RECORDS SUPPLIED ▸

%%

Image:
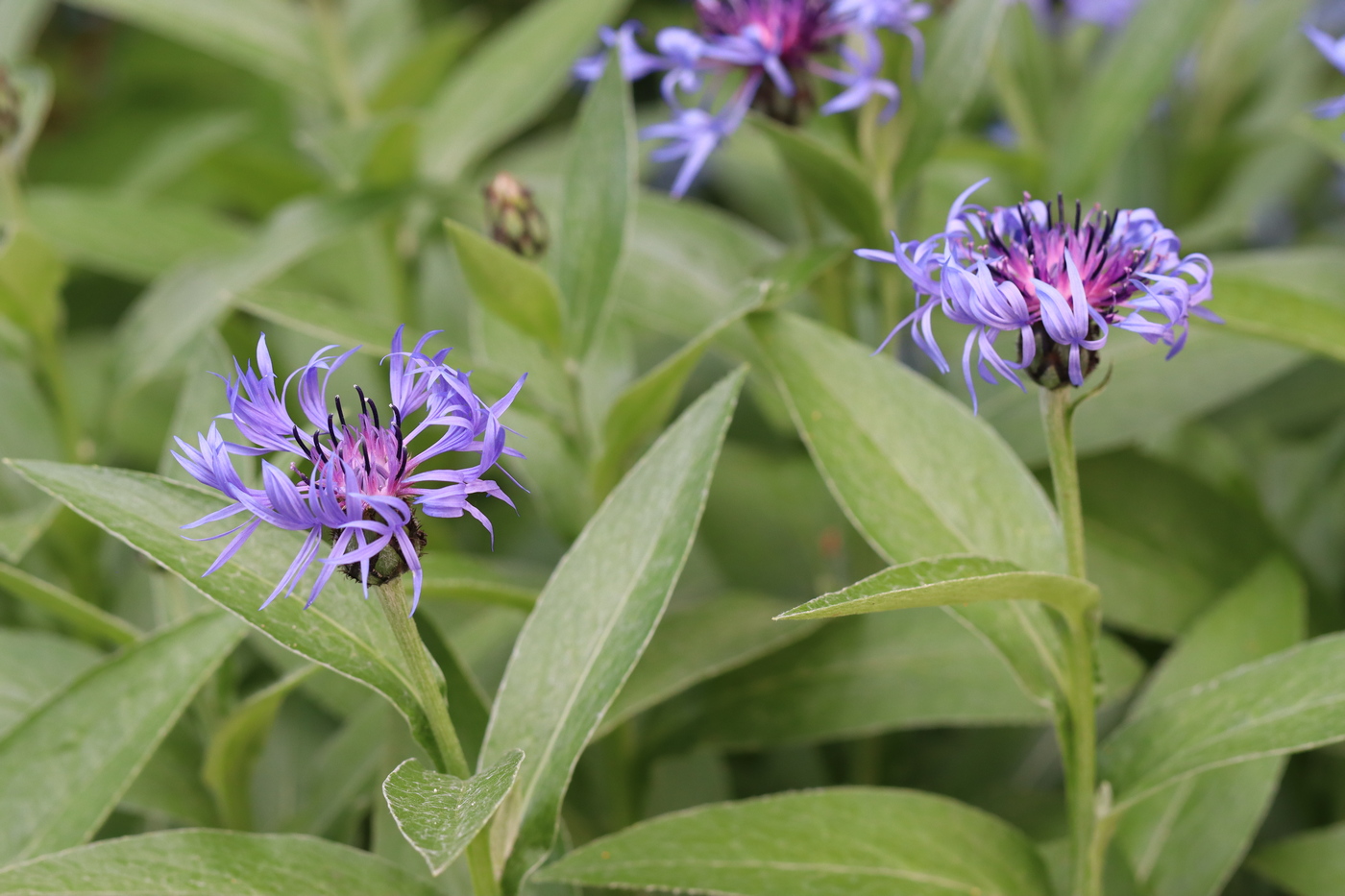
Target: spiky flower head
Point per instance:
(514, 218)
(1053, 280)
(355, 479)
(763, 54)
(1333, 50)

%%
%%

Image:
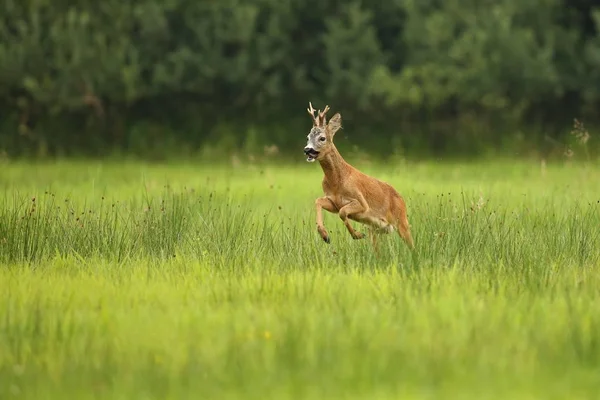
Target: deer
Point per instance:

%%

GIVEN PROBLEM ▸ How many lines in the data above contain the string "Target"? Case counts, so give only the number.

ANSWER IN FULL ▸ 2